▸ Exercise description: Take the entries below and reproduce exactly the portion that begins at the line containing "Q: Tag one point on each instance of the waterfall" and ends at the line containing "Q: Tag one point on each instance of the arched", keeping both ends, dropping pictures, and adding nothing else.
Records for processing Start Marker
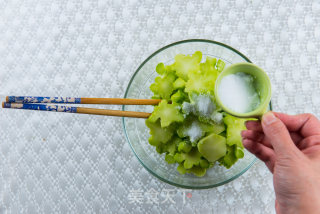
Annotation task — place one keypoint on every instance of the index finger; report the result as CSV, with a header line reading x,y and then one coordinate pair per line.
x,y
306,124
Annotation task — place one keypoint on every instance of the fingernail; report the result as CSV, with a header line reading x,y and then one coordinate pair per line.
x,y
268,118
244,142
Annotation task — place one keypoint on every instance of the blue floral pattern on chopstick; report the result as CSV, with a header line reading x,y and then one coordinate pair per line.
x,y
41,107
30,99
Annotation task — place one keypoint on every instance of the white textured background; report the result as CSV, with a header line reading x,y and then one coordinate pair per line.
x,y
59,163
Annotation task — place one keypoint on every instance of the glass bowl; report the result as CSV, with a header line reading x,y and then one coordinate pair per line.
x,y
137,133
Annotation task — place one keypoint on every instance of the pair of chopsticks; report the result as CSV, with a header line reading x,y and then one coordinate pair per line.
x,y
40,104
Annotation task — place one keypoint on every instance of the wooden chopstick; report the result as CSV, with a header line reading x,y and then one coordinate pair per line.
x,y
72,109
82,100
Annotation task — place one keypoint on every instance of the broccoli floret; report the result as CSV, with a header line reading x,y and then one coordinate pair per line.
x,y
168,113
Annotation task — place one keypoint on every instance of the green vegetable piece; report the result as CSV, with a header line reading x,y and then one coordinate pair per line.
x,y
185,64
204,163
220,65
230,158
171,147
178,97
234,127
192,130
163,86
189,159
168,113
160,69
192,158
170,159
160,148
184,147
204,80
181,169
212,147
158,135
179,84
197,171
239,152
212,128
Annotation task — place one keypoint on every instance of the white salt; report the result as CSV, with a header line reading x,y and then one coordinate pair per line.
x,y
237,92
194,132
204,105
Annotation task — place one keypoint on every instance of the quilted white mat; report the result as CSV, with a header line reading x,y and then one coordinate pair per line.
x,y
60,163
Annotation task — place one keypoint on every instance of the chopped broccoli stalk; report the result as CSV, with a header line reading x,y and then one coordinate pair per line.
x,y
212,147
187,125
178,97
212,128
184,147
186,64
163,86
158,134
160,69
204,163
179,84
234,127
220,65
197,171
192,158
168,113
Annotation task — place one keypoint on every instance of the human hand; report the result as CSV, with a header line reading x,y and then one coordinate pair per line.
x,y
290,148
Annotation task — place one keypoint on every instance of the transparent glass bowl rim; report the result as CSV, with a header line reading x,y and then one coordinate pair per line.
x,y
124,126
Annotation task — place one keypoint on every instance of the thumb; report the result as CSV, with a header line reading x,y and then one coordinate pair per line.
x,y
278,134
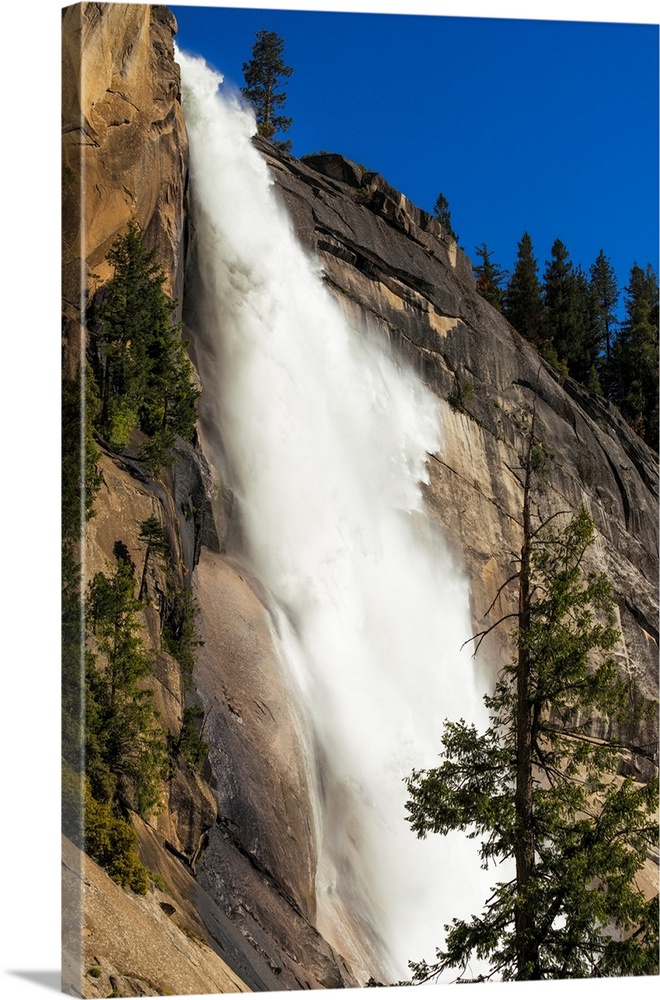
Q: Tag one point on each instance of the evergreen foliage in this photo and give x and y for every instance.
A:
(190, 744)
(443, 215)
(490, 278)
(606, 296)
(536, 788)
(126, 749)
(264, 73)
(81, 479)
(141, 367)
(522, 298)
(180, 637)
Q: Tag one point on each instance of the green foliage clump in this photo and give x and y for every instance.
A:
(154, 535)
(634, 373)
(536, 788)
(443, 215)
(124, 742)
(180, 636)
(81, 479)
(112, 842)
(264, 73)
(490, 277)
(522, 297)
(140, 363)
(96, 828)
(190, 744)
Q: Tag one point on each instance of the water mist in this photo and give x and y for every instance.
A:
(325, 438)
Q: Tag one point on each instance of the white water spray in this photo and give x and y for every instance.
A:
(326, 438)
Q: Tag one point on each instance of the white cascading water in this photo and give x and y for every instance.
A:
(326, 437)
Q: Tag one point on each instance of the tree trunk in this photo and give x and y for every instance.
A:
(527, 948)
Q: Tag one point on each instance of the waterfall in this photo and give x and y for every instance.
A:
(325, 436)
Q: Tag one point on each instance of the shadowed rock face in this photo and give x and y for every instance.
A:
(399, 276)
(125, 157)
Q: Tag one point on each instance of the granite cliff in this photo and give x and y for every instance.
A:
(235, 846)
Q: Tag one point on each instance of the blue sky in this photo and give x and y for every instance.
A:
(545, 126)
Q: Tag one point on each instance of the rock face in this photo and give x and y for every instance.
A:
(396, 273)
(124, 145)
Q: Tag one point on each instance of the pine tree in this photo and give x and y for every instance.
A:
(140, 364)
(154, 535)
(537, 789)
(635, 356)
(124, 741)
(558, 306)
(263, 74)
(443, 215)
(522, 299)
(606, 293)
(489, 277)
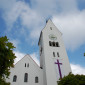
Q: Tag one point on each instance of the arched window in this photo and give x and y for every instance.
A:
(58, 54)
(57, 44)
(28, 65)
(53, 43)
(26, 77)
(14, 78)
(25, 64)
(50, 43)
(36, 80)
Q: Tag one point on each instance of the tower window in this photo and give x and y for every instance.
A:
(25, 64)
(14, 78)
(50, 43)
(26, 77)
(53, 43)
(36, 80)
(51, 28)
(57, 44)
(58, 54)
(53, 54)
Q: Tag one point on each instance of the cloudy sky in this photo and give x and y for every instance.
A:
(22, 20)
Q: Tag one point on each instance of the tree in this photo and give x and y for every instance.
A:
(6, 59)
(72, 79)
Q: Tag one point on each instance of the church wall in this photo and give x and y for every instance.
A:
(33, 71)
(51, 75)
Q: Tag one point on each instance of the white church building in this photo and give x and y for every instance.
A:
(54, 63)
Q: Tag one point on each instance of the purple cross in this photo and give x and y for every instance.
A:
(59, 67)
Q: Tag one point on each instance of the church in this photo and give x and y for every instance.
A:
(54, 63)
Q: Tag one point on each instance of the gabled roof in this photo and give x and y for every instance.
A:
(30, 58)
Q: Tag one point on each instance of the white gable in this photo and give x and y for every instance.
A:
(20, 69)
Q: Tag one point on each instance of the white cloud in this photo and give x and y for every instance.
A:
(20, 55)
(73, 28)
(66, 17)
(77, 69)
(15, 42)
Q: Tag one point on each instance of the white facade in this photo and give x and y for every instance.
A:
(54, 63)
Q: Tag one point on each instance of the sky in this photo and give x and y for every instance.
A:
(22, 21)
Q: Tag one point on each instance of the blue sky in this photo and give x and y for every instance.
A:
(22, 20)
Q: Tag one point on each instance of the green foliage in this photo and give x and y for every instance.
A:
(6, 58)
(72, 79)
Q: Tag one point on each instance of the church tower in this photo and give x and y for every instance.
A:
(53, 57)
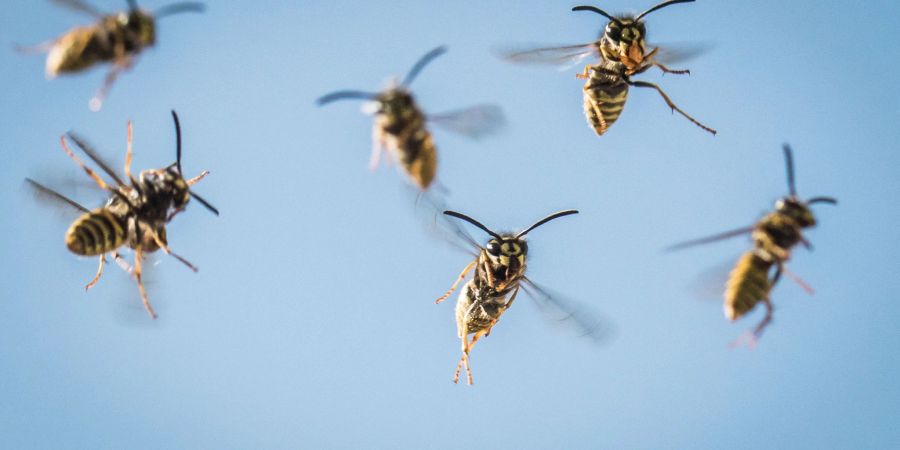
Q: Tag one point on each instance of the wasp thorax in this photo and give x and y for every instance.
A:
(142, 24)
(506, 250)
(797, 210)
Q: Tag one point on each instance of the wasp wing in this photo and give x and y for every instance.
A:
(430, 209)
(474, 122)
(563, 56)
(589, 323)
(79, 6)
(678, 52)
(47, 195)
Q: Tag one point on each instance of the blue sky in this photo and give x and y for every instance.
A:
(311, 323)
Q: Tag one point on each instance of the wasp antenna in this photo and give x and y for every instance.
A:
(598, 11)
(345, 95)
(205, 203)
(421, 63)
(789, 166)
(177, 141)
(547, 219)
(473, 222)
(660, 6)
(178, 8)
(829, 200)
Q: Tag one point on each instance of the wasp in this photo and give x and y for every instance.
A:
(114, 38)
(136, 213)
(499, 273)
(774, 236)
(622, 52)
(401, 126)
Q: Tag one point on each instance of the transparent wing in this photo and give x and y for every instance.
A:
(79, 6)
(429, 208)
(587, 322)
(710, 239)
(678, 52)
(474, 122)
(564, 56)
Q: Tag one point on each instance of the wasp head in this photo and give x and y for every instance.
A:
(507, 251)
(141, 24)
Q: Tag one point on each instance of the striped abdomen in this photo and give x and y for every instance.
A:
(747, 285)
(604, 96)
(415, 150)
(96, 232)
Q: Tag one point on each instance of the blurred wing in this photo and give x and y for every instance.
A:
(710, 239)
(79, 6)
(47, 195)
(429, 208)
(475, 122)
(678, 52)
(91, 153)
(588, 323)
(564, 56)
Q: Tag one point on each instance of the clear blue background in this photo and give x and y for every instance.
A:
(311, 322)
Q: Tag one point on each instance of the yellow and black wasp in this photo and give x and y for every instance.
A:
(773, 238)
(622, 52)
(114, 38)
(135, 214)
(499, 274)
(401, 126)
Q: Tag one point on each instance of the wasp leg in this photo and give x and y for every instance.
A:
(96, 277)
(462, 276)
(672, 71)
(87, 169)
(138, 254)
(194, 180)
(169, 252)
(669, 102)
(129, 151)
Records for processing End Marker
▸ Worked solution:
Q: Tag one point on each instance of the waterfall in this photo and give x and y for every instance.
A:
(325, 436)
Q: Tag one point on each instance of the shadowed rock face in this photo and give x and y for every instance.
A:
(399, 276)
(125, 157)
Q: Tag one point on each instance of the granite cliff in this photo and give x and y for every instance.
A:
(235, 846)
Q: Tag one point on each instance of the blue sky in this photo and give x and y for every instance.
A:
(545, 126)
Q: Tag one point on each instance of the rock face in this photo and give x and y for every instance.
A:
(396, 273)
(124, 145)
Q: Tag one point on each instance of the pine tree in this photo and give x and y for every instance.
A:
(140, 364)
(154, 535)
(537, 789)
(635, 356)
(124, 741)
(558, 306)
(263, 74)
(443, 215)
(522, 299)
(606, 293)
(489, 277)
Q: Tag one point on each instance of the arched window in this photo and give x and y for every instance.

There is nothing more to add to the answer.